任务说明 → 从含有“[mark] the plain”的那一行起，到数据末尾为止，将这些行逐字照录，首尾两行均包括在内。

:: 数据清单 ::

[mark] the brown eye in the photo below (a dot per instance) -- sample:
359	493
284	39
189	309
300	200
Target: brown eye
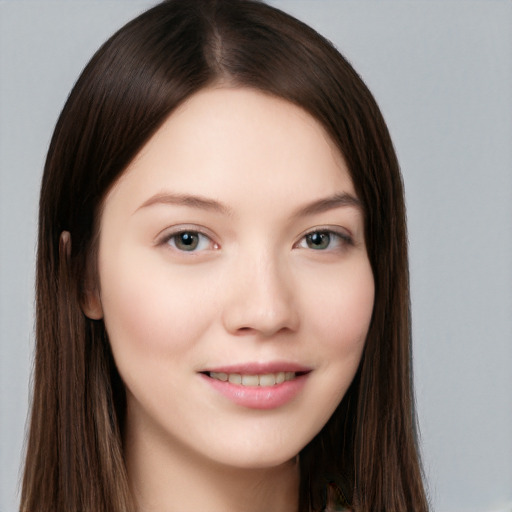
189	241
318	240
325	240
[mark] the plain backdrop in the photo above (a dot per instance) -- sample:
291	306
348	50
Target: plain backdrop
442	74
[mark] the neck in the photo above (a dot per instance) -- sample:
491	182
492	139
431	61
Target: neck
168	477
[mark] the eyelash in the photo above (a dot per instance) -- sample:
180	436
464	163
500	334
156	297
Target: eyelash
342	238
196	240
200	237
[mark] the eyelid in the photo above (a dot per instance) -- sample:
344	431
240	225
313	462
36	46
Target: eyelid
165	235
342	233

:::

本题答案 →
[mark] the plain backdrop in the photo above (a dot per instance) -- sample:
291	306
348	50
Target: plain backdrop
442	74
[mark] the neck in the photo above (a dot per instance) -- sample:
491	182
492	139
431	61
Target: neck
168	477
[mark] the eyelash in the photo above (a dot per instance) -- sample:
180	436
464	163
500	334
156	297
Target: eyelash
342	238
196	240
200	237
[mark] the eyelid in the photo above (a dot per instance) -- sample:
344	431
240	225
313	462
36	46
Target: eyelid
165	235
342	233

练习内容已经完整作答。